WHAT IS BEING ASKED:
Recast all the rows below as a Markdown table with the columns Line No. and Content, giving each line its own number in order. Leave out blank lines and pictures.

- - - -

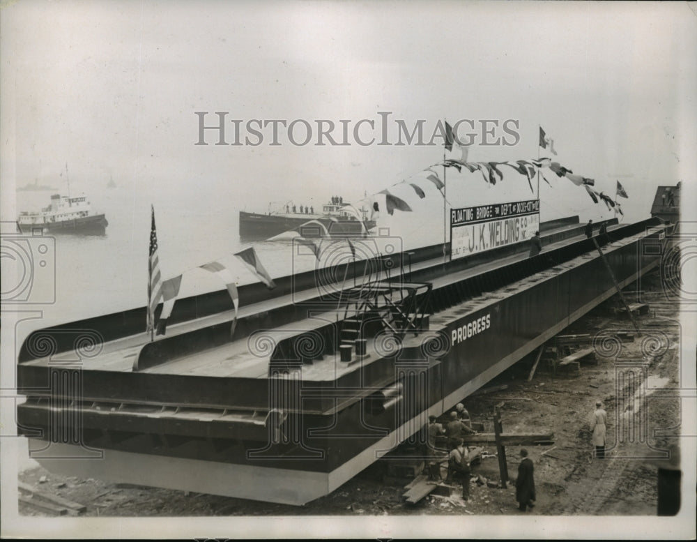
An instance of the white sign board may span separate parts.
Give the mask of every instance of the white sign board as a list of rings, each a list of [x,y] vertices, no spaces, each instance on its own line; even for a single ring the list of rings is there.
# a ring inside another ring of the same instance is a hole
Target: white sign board
[[[452,209],[450,259],[526,241],[539,228],[539,200]]]

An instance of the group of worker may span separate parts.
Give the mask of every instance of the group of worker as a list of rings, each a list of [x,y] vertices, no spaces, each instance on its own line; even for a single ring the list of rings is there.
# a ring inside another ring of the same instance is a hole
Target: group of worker
[[[438,423],[435,416],[429,416],[429,444],[431,450],[436,449],[438,437],[447,438],[447,477],[445,482],[452,482],[456,475],[462,479],[462,498],[468,500],[470,497],[470,479],[472,470],[470,467],[470,453],[464,445],[464,437],[476,433],[472,428],[469,412],[462,403],[458,403],[449,414],[450,421],[443,427]],[[602,407],[602,402],[595,403],[595,412],[590,419],[592,430],[592,442],[595,446],[594,457],[598,459],[605,458],[605,436],[607,412]],[[526,512],[535,506],[537,499],[535,490],[535,467],[533,460],[528,456],[528,451],[522,448],[520,451],[521,462],[518,466],[518,477],[516,479],[516,501],[519,509]],[[438,461],[433,461],[431,466],[436,472],[430,473],[431,478],[440,479],[441,465]]]
[[[462,498],[467,500],[470,496],[470,454],[467,446],[464,445],[464,437],[474,435],[476,431],[472,428],[470,414],[462,403],[458,403],[455,409],[450,412],[449,421],[443,424],[437,421],[435,416],[429,416],[429,443],[432,449],[436,449],[438,437],[445,436],[447,439],[447,477],[446,482],[453,480],[456,474],[462,478]],[[440,476],[440,465],[434,464],[438,469],[434,477]]]
[[[588,223],[585,225],[585,236],[589,239],[593,236],[592,220],[588,220]],[[608,235],[607,223],[604,222],[600,225],[600,229],[598,230],[598,235],[599,236],[599,243],[601,246],[606,245],[610,242],[610,237]],[[535,232],[535,235],[533,235],[530,239],[530,253],[528,255],[530,257],[533,256],[537,256],[542,251],[542,241],[539,239],[539,232]]]

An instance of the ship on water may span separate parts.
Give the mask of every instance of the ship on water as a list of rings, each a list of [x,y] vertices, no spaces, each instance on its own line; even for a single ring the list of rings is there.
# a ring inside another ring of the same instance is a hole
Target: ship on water
[[[19,434],[49,471],[83,478],[296,505],[325,495],[400,444],[425,445],[429,415],[670,250],[657,217],[605,221],[605,244],[578,216],[539,223],[539,201],[521,204],[462,213],[445,247],[356,240],[341,273],[242,285],[234,306],[226,289],[179,299],[155,340],[146,307],[33,331],[17,359]],[[504,223],[539,230],[543,251],[504,239]],[[349,244],[332,243],[307,257]]]
[[[41,211],[23,211],[17,219],[22,233],[40,229],[44,234],[104,235],[109,223],[103,213],[93,210],[86,197],[54,194],[51,203]]]
[[[269,205],[270,209],[270,204]],[[280,211],[266,213],[240,211],[240,239],[243,241],[262,241],[286,232],[296,230],[309,221],[319,223],[316,234],[325,231],[331,236],[359,236],[375,227],[365,208],[356,209],[342,196],[333,196],[322,206],[321,212],[313,205],[286,204]],[[309,236],[305,234],[305,236]]]

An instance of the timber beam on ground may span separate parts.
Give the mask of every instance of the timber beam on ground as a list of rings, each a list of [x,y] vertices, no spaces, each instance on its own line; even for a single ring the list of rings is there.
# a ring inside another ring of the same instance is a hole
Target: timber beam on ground
[[[495,433],[480,433],[479,435],[470,435],[463,437],[466,446],[473,444],[496,444],[496,435]],[[554,433],[539,433],[539,434],[519,434],[519,433],[502,433],[498,441],[503,446],[532,446],[536,444],[544,443],[554,441]]]

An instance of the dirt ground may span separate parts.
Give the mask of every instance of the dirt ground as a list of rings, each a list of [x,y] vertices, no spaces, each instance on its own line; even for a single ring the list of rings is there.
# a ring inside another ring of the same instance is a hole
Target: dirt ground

- - - -

SOLUTION FOR THIS PROBLEM:
| Line No. | Content |
|---|---|
| 1 | An instance of the white sign board may span separate parts. |
| 2 | Give the mask of every instance of the white sign board as a list of rings, each a list of [x,y] vertices, no spaces, each instance on its own line; even for a single ring the list of rings is there. |
| 3 | # a ring inside another ring of the same instance is a hole |
| 4 | Target: white sign board |
| 5 | [[[452,209],[450,259],[526,241],[539,228],[539,200]]] |
| 6 | An instance of the group of worker may span separate parts. |
| 7 | Give the mask of every instance of the group of worker as a list of rings, each a list of [x,y] vertices, no spaces, each instance on its own line; even for a single ring the list of rings is there. |
| 8 | # a ring inside another ring of the same instance is a hole |
| 9 | Target: group of worker |
| 10 | [[[438,423],[435,416],[429,416],[429,444],[431,450],[436,449],[438,437],[447,438],[447,477],[445,482],[452,482],[456,475],[462,479],[462,498],[468,500],[470,497],[470,479],[472,470],[470,467],[470,453],[464,445],[464,437],[476,433],[472,428],[469,412],[462,403],[458,403],[449,414],[450,421],[443,427]],[[602,407],[602,402],[595,403],[595,412],[590,419],[592,430],[592,442],[595,446],[594,457],[598,459],[605,458],[605,436],[607,412]],[[526,512],[535,506],[537,499],[535,490],[535,467],[533,460],[528,456],[528,451],[522,448],[520,451],[521,462],[518,466],[518,477],[516,479],[516,501],[519,509]],[[438,461],[433,461],[431,466],[436,472],[430,473],[431,478],[440,479],[441,465]]] |
| 11 | [[[462,498],[467,500],[470,496],[470,454],[467,446],[464,445],[464,437],[474,435],[476,431],[472,428],[470,414],[462,403],[458,403],[455,409],[450,412],[449,421],[443,424],[437,421],[435,416],[429,416],[429,443],[432,449],[436,449],[438,437],[445,436],[447,439],[447,477],[446,482],[453,480],[456,474],[462,478]],[[440,476],[440,465],[434,464],[438,469],[434,477]]] |
| 12 | [[[588,223],[585,225],[585,236],[589,239],[593,236],[592,220],[588,220]],[[608,235],[607,223],[604,222],[600,225],[600,229],[598,230],[598,235],[599,236],[599,243],[601,246],[606,245],[610,242],[610,237]],[[535,232],[535,235],[533,235],[530,239],[530,253],[528,255],[530,257],[533,256],[537,256],[542,251],[542,241],[539,239],[539,232]]] |
| 13 | An instance of the ship on water may span separate parts. |
| 14 | Give the mask of every instance of the ship on water as a list of rings, each a list of [x,y] vertices, no spaces, each instance on its own line; even for a single ring the list of rings is there. |
| 15 | # a ring inside another ring of the same instance is a hole |
| 16 | Target: ship on water |
| 17 | [[[19,434],[49,471],[83,478],[296,505],[325,495],[400,444],[425,445],[429,415],[670,250],[657,217],[605,221],[605,244],[578,216],[539,223],[539,201],[521,204],[462,213],[445,247],[356,240],[341,273],[242,285],[234,306],[226,289],[179,299],[155,340],[146,307],[33,331],[17,359]],[[504,223],[539,230],[543,251],[504,239]],[[349,244],[332,243],[307,257]]] |
| 18 | [[[41,211],[23,211],[17,219],[22,233],[40,229],[44,234],[104,235],[109,223],[103,213],[93,210],[86,197],[54,194],[51,203]]] |
| 19 | [[[269,205],[270,209],[270,204]],[[280,211],[266,213],[240,211],[240,239],[243,241],[262,241],[286,232],[296,230],[309,221],[319,223],[316,234],[325,231],[331,236],[359,236],[375,227],[365,208],[356,209],[342,196],[333,196],[322,206],[321,212],[313,205],[286,204]],[[309,236],[305,234],[305,236]]] |
| 20 | An instance of the timber beam on ground may span separate parts. |
| 21 | Give the mask of every instance of the timber beam on ground as a list of rings, each a list of [x,y] vertices, no spaces, each instance on its own line; even for a single ring the list of rings is there. |
| 22 | # a ring inside another ring of the same instance is a hole |
| 23 | Target: timber beam on ground |
| 24 | [[[495,433],[480,433],[479,435],[470,435],[463,437],[466,446],[473,444],[496,444],[496,435]],[[554,433],[539,433],[539,434],[519,434],[519,433],[502,433],[498,441],[503,446],[532,446],[536,444],[544,443],[554,441]]] |
| 25 | An instance of the dirt ground may span separate parts. |
| 26 | Give the mask of every instance of the dirt ground as a list of rings, each a list of [x,y] vertices, no spaces, each instance on its own line; even for a single ring the list of rings is there. |
| 27 | # a ring inside another ring of the same instance is a hole |
| 28 | Target: dirt ground |